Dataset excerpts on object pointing
◇ ◇ ◇ ◇ ◇ ◇ ◇
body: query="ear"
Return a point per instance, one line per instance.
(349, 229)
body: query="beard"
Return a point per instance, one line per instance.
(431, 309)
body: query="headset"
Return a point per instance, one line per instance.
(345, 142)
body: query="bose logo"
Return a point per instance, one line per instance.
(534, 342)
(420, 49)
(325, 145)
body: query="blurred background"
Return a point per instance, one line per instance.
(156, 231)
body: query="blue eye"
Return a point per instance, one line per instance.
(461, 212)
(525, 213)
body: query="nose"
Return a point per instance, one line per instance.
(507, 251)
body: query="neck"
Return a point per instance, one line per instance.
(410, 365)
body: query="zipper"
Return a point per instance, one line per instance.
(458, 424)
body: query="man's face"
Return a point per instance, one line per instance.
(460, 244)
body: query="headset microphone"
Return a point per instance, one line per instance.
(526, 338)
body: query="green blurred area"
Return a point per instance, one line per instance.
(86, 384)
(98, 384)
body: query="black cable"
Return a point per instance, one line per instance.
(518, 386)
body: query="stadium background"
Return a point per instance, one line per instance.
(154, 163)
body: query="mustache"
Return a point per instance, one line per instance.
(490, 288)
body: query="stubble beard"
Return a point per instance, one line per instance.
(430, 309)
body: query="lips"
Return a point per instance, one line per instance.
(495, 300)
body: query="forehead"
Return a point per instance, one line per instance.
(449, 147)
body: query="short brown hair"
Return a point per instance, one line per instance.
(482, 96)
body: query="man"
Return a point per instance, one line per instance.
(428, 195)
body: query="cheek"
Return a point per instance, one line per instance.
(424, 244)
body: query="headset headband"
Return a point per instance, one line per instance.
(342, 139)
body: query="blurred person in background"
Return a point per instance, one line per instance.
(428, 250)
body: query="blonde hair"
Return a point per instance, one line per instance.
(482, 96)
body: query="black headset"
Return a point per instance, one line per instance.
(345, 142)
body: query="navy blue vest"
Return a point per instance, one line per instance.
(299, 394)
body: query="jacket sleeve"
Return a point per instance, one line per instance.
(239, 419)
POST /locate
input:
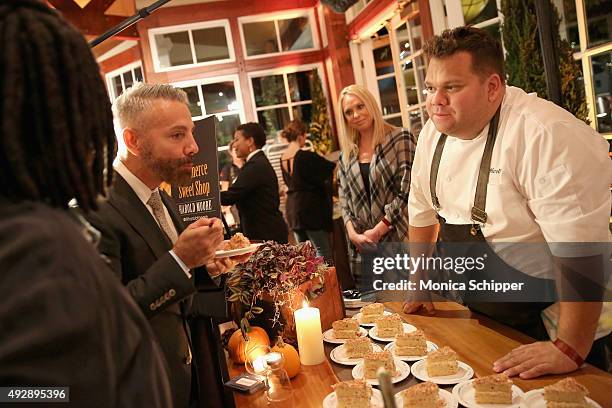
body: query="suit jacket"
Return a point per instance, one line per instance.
(255, 193)
(65, 319)
(138, 251)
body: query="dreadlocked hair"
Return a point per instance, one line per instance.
(57, 141)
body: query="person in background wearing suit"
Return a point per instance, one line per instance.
(145, 241)
(255, 190)
(309, 198)
(65, 320)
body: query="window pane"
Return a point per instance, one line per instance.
(477, 11)
(569, 24)
(173, 49)
(388, 96)
(299, 86)
(602, 84)
(260, 38)
(138, 74)
(194, 100)
(599, 18)
(273, 120)
(295, 34)
(303, 113)
(226, 125)
(269, 90)
(383, 60)
(395, 121)
(210, 44)
(127, 79)
(219, 97)
(117, 85)
(494, 31)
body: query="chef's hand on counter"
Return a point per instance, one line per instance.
(533, 360)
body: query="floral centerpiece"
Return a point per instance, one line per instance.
(273, 273)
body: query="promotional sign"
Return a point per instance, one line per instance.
(200, 198)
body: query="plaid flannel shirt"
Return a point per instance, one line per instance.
(389, 186)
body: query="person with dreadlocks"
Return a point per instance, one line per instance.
(65, 320)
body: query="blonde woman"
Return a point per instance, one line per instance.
(374, 174)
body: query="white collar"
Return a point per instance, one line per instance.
(253, 153)
(141, 189)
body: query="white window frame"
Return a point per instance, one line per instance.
(131, 67)
(213, 80)
(189, 28)
(284, 71)
(283, 15)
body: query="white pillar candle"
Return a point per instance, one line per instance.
(310, 337)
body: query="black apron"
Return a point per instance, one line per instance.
(522, 316)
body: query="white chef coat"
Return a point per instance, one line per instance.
(549, 181)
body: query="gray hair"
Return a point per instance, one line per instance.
(133, 102)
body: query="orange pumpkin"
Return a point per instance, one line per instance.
(290, 355)
(237, 346)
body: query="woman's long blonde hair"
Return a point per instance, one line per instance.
(349, 137)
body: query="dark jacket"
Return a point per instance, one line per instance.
(255, 193)
(66, 321)
(138, 252)
(309, 195)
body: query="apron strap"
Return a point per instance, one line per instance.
(478, 213)
(480, 199)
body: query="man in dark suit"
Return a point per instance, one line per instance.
(65, 321)
(143, 236)
(255, 190)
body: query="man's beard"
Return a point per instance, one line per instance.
(169, 170)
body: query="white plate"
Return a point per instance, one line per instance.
(338, 355)
(402, 368)
(391, 347)
(358, 317)
(238, 251)
(449, 400)
(374, 332)
(328, 336)
(419, 370)
(465, 394)
(535, 399)
(376, 401)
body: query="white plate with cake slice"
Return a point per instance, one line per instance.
(430, 347)
(447, 398)
(465, 372)
(338, 355)
(535, 399)
(376, 401)
(358, 317)
(466, 395)
(328, 336)
(402, 372)
(374, 332)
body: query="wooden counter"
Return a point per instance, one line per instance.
(478, 341)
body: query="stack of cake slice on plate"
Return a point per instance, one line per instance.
(357, 348)
(442, 362)
(423, 395)
(411, 344)
(567, 393)
(389, 326)
(493, 389)
(346, 328)
(353, 394)
(371, 312)
(374, 360)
◇ ◇ ◇ ◇ ◇ ◇ ◇
# WHAT NEEDS TO BE DONE
Leave out the pictures and copy the rest of the material above exactly.

# RESULT FOR THIS TASK
body: query="ear"
Return a point per instance, one line per instance.
(349, 229)
body: query="beard"
Return a point per instance, one line per instance.
(431, 309)
body: query="headset"
Return a point per instance, one line per instance.
(345, 142)
body: query="bose logo"
Return a point per instance, one line per instance.
(534, 342)
(420, 49)
(325, 145)
body: query="blurred background"
Return a point per instance, one line per instance.
(156, 231)
body: query="blue eye"
Return a point per instance, one line per instance.
(461, 212)
(525, 213)
body: query="nose"
Return a point per instance, one line per instance.
(507, 251)
body: query="neck"
Return a point per instance, one line per instance.
(410, 365)
body: query="zipper"
Return a point per instance, one line per instance.
(458, 424)
body: query="man's face"
Return a point per instance, one line per instance.
(460, 244)
body: query="headset microphone"
Return a point per instance, one line per instance.
(526, 338)
body: query="green blurred area"
Return a point per instance, one line per instance.
(86, 384)
(98, 384)
body: query="black cable"
Return a point per instance, one line per instance.
(518, 386)
body: query="stadium background"
Return a point per instance, one line per instance.
(154, 163)
body: query="mustache"
Return a point per instance, one line per instance.
(490, 288)
body: query="stubble beard"
Return a point per instance, one line per instance.
(430, 309)
body: query="lips"
Return a point per instance, one line per instance.
(495, 300)
body: query="forehead"
Return a point per instance, one line per instance.
(449, 147)
body: query="short brown hair"
Return a point per instance, one line per instance.
(482, 96)
body: query="man"
Return a point per instance, one line per instance.
(428, 195)
body: query="cheek"
Return a point per instance, one line per instance.
(424, 244)
body: query="headset headband"
Return a point per instance, one line per instance.
(342, 139)
body: query="blurred person in background"
Return a point per instance, one line per instance.
(428, 250)
body: query="blonde hair"
Return a point per instance, one line per instance.
(482, 96)
body: query="black headset"
Return a point per instance, one line per instance.
(345, 142)
body: query="navy blue vest"
Return a point per instance, one line per instance.
(299, 394)
body: query="jacket sleeve"
Return a point per instance, one line per instance.
(239, 419)
POST /locate
input:
body: query="suit jacket"
Return a point per instance, one line per instance.
(255, 193)
(65, 319)
(138, 251)
body: query="dreadlocked hair"
Return a point per instance, one line per instance.
(57, 141)
body: query="person in background wearing suit"
Return a point per instance, one line per instance.
(145, 241)
(255, 190)
(309, 198)
(65, 320)
body: query="window pane"
Return a point per instance, one line per instance.
(477, 11)
(569, 24)
(173, 49)
(388, 96)
(299, 86)
(602, 84)
(260, 38)
(138, 74)
(194, 100)
(599, 18)
(273, 120)
(295, 34)
(303, 113)
(226, 125)
(269, 90)
(383, 60)
(395, 121)
(210, 44)
(127, 79)
(219, 97)
(117, 85)
(494, 31)
body: query="chef's hand on counter"
Return a point per instance, one line per instance.
(533, 360)
body: query="floral centerpiece"
Return a point per instance, one line per instance.
(273, 273)
body: query="promotional sign"
Return a point per instance, one line per instance.
(200, 198)
body: query="plaid flannel shirt"
Return a point per instance, one line per instance.
(389, 186)
body: query="person with dreadlocks"
Return a point per instance, one line per instance.
(65, 320)
body: query="blonde woman"
Return a point per instance, one line per instance.
(374, 174)
body: query="white collar"
Return a point per instance, one line per instance.
(253, 153)
(141, 189)
body: query="white window frame"
Return a point per instance, one line per instance.
(131, 67)
(213, 80)
(189, 28)
(284, 71)
(283, 15)
body: query="white pillar candle"
Return a point per instance, one line per instance.
(310, 337)
body: query="black apron"
Return a point per instance, one line per instance.
(522, 316)
body: query="white chef coat"
Return a point per instance, one line per instance.
(549, 181)
body: query="gray hair"
Return a point per instance, one line per instance.
(133, 102)
body: query="orange pumpkin"
Return a point per instance, one line per instance.
(290, 355)
(237, 346)
body: query="woman's long blonde hair"
Return a point per instance, one line per instance.
(349, 137)
body: query="dark jacket"
Return a point per instance, one line per instance.
(255, 193)
(66, 321)
(138, 252)
(309, 195)
body: query="apron strap"
Return a point per instance, one line per instance.
(478, 213)
(480, 199)
body: query="man in dark suit"
Return a point per instance, one line per instance.
(65, 321)
(143, 236)
(255, 190)
body: query="man's beard"
Return a point per instance, one line per instance.
(169, 170)
body: query="white plate"
Return a point per instance, one line per instance.
(338, 355)
(402, 368)
(391, 347)
(358, 317)
(238, 251)
(449, 400)
(374, 332)
(328, 336)
(419, 370)
(465, 394)
(535, 399)
(376, 401)
body: query="white plate with cake slice"
Return a point per instance, one line per instance.
(430, 347)
(447, 398)
(465, 372)
(338, 355)
(535, 399)
(376, 401)
(358, 317)
(466, 395)
(328, 336)
(402, 372)
(374, 332)
body: query="wooden counter"
Return a point per instance, one line per instance.
(478, 341)
body: query="stack of cake slice on plate"
Return a point per instance, one line per instance.
(357, 348)
(442, 362)
(423, 395)
(411, 344)
(567, 393)
(389, 326)
(493, 389)
(346, 328)
(353, 394)
(371, 312)
(374, 360)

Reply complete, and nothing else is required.